Rose Of The North: Chiang Mai

Beautiful Chiang Mai AKA “The Rose of the North” lies in Northern Thailand among the hills of the Himalayan Mountains. The breathtaking scenery comprises of striking mountains and lush green countryside. With clean air and a significantly smaller population than Bangkok, Chiang Mai is literally a breath of fresh air.

Chiang Mai has been able to keep its wonderful charm as it was barely accessible to outsiders until only 100 years ago, though the increase in tourists and expats in recent years has encouraged the development of Chiang Mai as a tourist destination. When we arrived at the train station in the morning, we were welcomed by rain and pushy hostel promoters. We agreed to stay in SK House II which cost less than £5 a night. The room was a four-bed but they threw two extra mattresses on the floor for us. This guest house also had a balcony, pool and super-cool fish tank in the lobby. Breakfast is served downstairs in a lovely lobby, though the food itself is pretty average and unsatisfying.

One of the main tourist attractions in Chiang Mai is the Tiger Kingdom, where you can have photos taken with heavily sedated tigers of various size. Of course, the staff all deny that they are sedated, but how else would you be able to stroke a full-grown adult tiger without being eaten?

#### [RECORDED INFORMATION]
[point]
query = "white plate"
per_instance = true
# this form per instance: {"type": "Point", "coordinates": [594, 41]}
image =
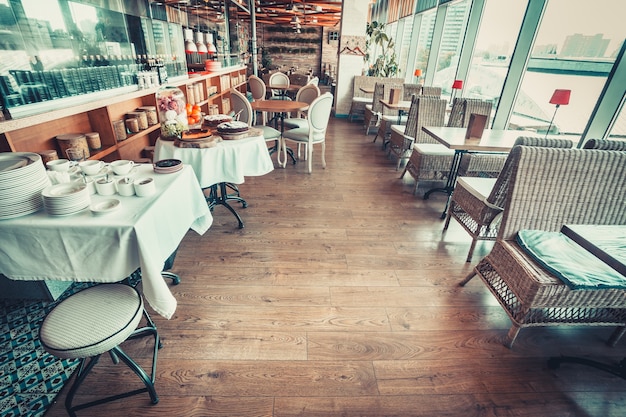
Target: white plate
{"type": "Point", "coordinates": [65, 189]}
{"type": "Point", "coordinates": [105, 206]}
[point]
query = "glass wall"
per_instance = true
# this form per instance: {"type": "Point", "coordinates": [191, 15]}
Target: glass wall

#### [TASKS FOR THIS EXERCISE]
1. Can you answer these from the Chiang Mai piece?
(a) What nickname is Chiang Mai known by?
(b) How much did a night at SK House II cost?
(c) What could visitors have taken with tigers at the Tiger Kingdom?
2. Will you repeat the Chiang Mai piece word for word, starting with "Rose Of The North: Chiang" and going on through "of fresh air."?
The records are material in their own right, apart from the Chiang Mai piece.

#### [ANSWERS TO THE EXERCISES]
1.
(a) "The Rose of the North"
(b) Less than £5 a night
(c) Photos

2.
Rose Of The North: Chiang Mai

Beautiful Chiang Mai AKA “The Rose of the North” lies in Northern Thailand among the hills of the Himalayan Mountains. The breathtaking scenery comprises of striking mountains and lush green countryside. With clean air and a significantly smaller population than Bangkok, Chiang Mai is literally a breath of fresh air.